→ **WRITTEN EXERCISE A**:
Print the part of the interview transcript starting at "Hank Crumpton: They" and ending at "Taliban was defeated.", copying it word for word.
## Start PASSAGE TO READ
Lara Logan: The world was expecting a conventional response?

Hank Crumpton: They expected that we would not respond in any meaningful way.

Lara Logan: Weakness?

Hank Crumpton: Weakness. And the enemy thought the U.S. was weak. The last thing they thought is that we would drop commandos, CIA and Special Forces, behind their lines, and we would assume the role of insurgents, and forge these deep alliances with these Afghan tribal leaders, these non-state actors, and in the matter of 90 days subvert and overthrow the Taliban regime and kill large numbers of al Qaeda.

Crumpton fears the return of al Qaeda in force to Afghanistan if the U.S. withdraws too quickly, but he and Cofer Black believe the original American mission changed after the Taliban was defeated.

Cofer Black: My mission was not to ensure that little girls go to school in Afghanistan. My mission was not to establish, you know, a legal system in Afghanistan. Was not my mission. My mission was to destroy al Qaeda. And to do that, we had to overthrow the Taliban.

That mission actually began five years before 9/11. That's when the CIA set up what became Hank Crumpton's special unit tasked with finding Osama bin Laden.

Hank Crumpton: From '98, '99 all the way up to 2001, the warnings were there, the in--

Lara Logan: So through the Clinton administration, to the Bush administration?

Hank Crumpton: Yes, yes. We had extensive human networks in Afghanistan, Afghan sources that had been reporting on al Qaeda, on the presence of bin Laden.

But Crumpton says the Clinton White House didn't trust the CIA's Afghan sources alone and they wanted U.S. eyes on the target.

Hank Crumpton: So we were driven to look at various technical options. And we looked at a range of things. Long-range optics, they were too heavy, too cumbersome to get over the mountains. We looked at balloons. The prevailing winds would take those balloons to China. That would be a bad thing. We scrapped that. And then we stumbled across the UAVs, particularly the Predator. And sure enough, wasn't long before we had the Predator in theater over Afghanistan, the Predator unarmed at the time. And our human sources took us to a village-- far-- not far from Kandahar.
## End PASSAGE TO READ
## Start SUPPLIED RECORDS
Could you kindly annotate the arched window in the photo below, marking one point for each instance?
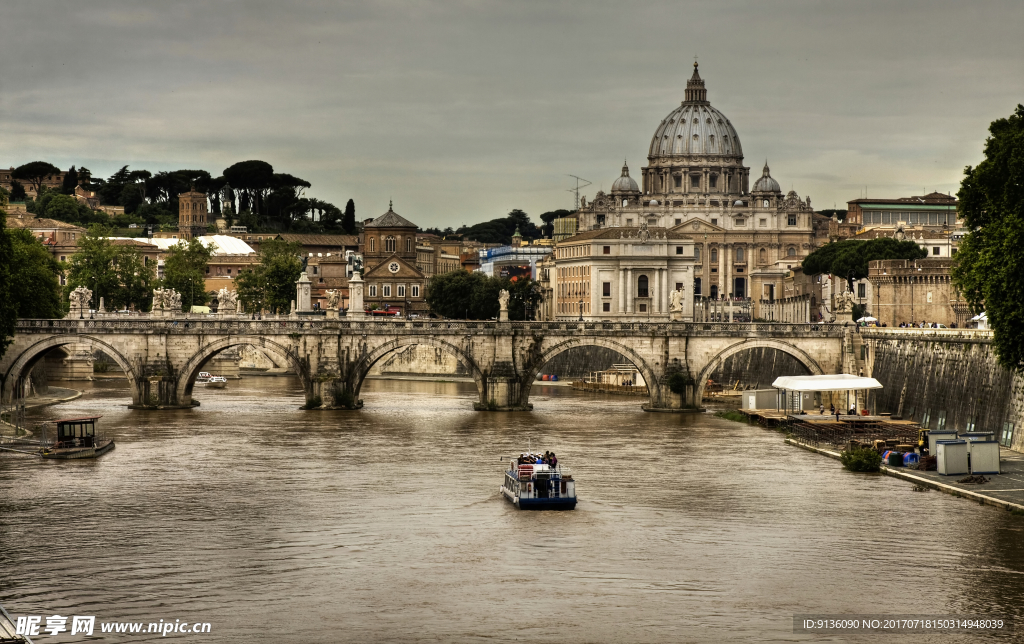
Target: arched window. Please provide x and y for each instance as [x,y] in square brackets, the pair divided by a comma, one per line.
[642,286]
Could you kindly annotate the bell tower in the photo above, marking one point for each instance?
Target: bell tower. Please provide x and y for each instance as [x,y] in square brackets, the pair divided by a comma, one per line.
[192,214]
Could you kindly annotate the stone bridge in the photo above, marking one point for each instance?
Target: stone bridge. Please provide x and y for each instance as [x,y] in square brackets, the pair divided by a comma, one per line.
[162,357]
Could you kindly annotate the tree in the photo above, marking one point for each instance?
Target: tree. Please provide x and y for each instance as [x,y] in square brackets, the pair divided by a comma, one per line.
[35,283]
[34,173]
[848,259]
[988,266]
[501,230]
[92,265]
[348,220]
[8,309]
[254,180]
[461,294]
[17,192]
[549,217]
[71,181]
[270,286]
[184,270]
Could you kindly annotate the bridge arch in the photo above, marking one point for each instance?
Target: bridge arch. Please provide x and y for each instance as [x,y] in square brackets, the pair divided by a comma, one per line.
[186,375]
[31,355]
[743,345]
[365,363]
[648,373]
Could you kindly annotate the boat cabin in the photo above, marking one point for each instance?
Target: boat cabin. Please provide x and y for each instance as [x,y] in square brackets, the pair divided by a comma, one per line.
[77,432]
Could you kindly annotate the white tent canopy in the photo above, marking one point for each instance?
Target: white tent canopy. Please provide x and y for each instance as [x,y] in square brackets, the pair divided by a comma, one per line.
[828,382]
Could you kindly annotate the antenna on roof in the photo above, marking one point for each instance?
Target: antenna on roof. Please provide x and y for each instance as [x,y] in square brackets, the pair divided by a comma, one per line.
[576,190]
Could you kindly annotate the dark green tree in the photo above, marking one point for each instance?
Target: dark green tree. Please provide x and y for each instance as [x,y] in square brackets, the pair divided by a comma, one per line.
[71,181]
[848,258]
[8,308]
[270,286]
[34,173]
[17,192]
[35,276]
[184,270]
[989,263]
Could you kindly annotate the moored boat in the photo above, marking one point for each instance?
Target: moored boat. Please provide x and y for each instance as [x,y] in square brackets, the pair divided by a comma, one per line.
[532,485]
[77,439]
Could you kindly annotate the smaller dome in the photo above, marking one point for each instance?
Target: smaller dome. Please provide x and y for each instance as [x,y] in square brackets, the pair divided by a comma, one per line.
[625,183]
[766,183]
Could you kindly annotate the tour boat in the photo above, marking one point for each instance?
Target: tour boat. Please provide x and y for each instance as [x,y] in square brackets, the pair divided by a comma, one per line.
[539,486]
[77,439]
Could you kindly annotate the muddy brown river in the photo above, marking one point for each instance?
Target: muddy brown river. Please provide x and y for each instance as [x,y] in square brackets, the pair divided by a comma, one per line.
## End SUPPLIED RECORDS
→ **WRITTEN EXERCISE B**:
Output the rows verbatim, starting at the line that contains "Could you kindly annotate the moored" and ending with the final line of the rows, including both of those lines.

→ **FINAL RESULT A**:
Hank Crumpton: They expected that we would not respond in any meaningful way.

Lara Logan: Weakness?

Hank Crumpton: Weakness. And the enemy thought the U.S. was weak. The last thing they thought is that we would drop commandos, CIA and Special Forces, behind their lines, and we would assume the role of insurgents, and forge these deep alliances with these Afghan tribal leaders, these non-state actors, and in the matter of 90 days subvert and overthrow the Taliban regime and kill large numbers of al Qaeda.

Crumpton fears the return of al Qaeda in force to Afghanistan if the U.S. withdraws too quickly, but he and Cofer Black believe the original American mission changed after the Taliban was defeated.

→ **FINAL RESULT B**:
Could you kindly annotate the moored boat in the photo above, marking one point for each instance?
Target: moored boat. Please provide x and y for each instance as [x,y] in square brackets, the pair divided by a comma, one per line.
[532,485]
[77,439]
Could you kindly annotate the smaller dome in the photo above, marking one point for each instance?
Target: smaller dome. Please provide x and y for each instance as [x,y] in square brackets, the pair divided by a comma, one per line.
[625,183]
[766,183]
Could you kindly annotate the tour boat in the photo above, marking one point for each instance?
Target: tour boat. Please provide x and y for each instance as [x,y] in square brackets, the pair divided by a comma, one per line.
[539,486]
[77,439]
Could you kindly annotate the muddy brown river in the photo above, marking one point for each instance?
Target: muddy brown river. Please provide x and y for each instance as [x,y] in square brackets, the pair divided by a comma, one per line.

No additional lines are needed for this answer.